(Work task): Please answer from the asthma page: what two headings does it use to classify the causes of asthma?

(Page excerpt):

Asthma (Allergic and Non-Allergic)


Asthma is a disorder characterized by reversible narrowing (bronchospasm) and inflammation of the airways with subsequent shortness of breathing, tightness of the chest and wheezing. Depending upon the triggering factor asthma can be allergic or non-allergic. A wide variety of factors starting from exposure to pollens to depression can precipitate an attack of asthma.

Asthma is often associated with childhood and early life, but can persist throughout life. The condition affects the quality of life of the patient, interfering with sleep and daily functioning. In children it can even compromise growth and normal development. Fortunately there are various drugs now available for the treatment and long term management of asthma.


Some patients only suffer from mild bouts of shortness of breathing with long symptom-free intervals, whereas in others there is chronic breathing difficulty with frequent acute aggravation of symptoms.

  • Shortness of breath: increased with exercise or cold exposure.
  • Wheezing: It is the whistling sound produced during difficulty in breathing. Wheezing increases during early morning and night, exposure to cold air, exercise, emotional stress and rising stomach acid.
  • Cough: sputum may be present-as excess mucous secretion occurs in asthma.
  • Tightness of chest.

There are some very serios symptoms which requires immediate medical attention and urgent hospitalization. These warning signs include :

  • Bluish color of lips, nail bed
  • Drowsiness, confusion
  • Sudden temporary stoppage of breathing
  • Profuse sweating

Depending on the severity, availability of treatment and emergencyl management, asthma can lead to :

  • Death
  • Respiratory failure
  • Depression due to the poor quality of life
  • Growth retardation


Causes of asthma can be classified under two headings environmental (allergic asthma) and genetic. In most cases interplay of the two factors is responsible.

(Listed entries):
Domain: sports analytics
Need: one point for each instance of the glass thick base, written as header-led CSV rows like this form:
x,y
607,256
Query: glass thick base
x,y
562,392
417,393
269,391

---

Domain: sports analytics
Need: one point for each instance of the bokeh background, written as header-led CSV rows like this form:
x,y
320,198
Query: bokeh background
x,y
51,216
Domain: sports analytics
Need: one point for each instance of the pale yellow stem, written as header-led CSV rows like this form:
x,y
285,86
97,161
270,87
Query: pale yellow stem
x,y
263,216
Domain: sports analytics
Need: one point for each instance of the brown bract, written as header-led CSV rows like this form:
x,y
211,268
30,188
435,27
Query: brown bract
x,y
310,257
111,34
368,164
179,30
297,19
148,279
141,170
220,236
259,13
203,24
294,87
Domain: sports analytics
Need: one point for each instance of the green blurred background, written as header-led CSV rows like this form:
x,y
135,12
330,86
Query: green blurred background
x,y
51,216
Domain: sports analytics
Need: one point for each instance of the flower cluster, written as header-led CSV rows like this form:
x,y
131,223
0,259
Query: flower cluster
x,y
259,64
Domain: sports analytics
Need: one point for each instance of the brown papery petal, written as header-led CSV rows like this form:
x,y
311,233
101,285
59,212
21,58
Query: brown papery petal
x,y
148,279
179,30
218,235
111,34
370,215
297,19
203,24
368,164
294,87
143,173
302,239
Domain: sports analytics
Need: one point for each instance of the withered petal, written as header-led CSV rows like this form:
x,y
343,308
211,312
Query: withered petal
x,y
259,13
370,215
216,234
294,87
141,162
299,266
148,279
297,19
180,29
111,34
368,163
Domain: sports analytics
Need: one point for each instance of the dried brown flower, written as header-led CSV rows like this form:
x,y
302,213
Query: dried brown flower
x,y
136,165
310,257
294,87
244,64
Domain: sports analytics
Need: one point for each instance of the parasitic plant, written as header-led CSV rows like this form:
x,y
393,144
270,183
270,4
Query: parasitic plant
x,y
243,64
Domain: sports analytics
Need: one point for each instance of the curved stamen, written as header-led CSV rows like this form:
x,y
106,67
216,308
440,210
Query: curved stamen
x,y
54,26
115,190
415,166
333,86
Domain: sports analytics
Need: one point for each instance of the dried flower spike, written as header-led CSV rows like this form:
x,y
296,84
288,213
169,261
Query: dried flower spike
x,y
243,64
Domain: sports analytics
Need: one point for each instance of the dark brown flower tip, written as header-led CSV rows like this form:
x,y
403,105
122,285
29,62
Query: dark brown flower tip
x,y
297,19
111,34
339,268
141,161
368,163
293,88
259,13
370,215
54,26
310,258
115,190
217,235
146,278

(Solved exercise): Environmental (allergic asthma) and genetic.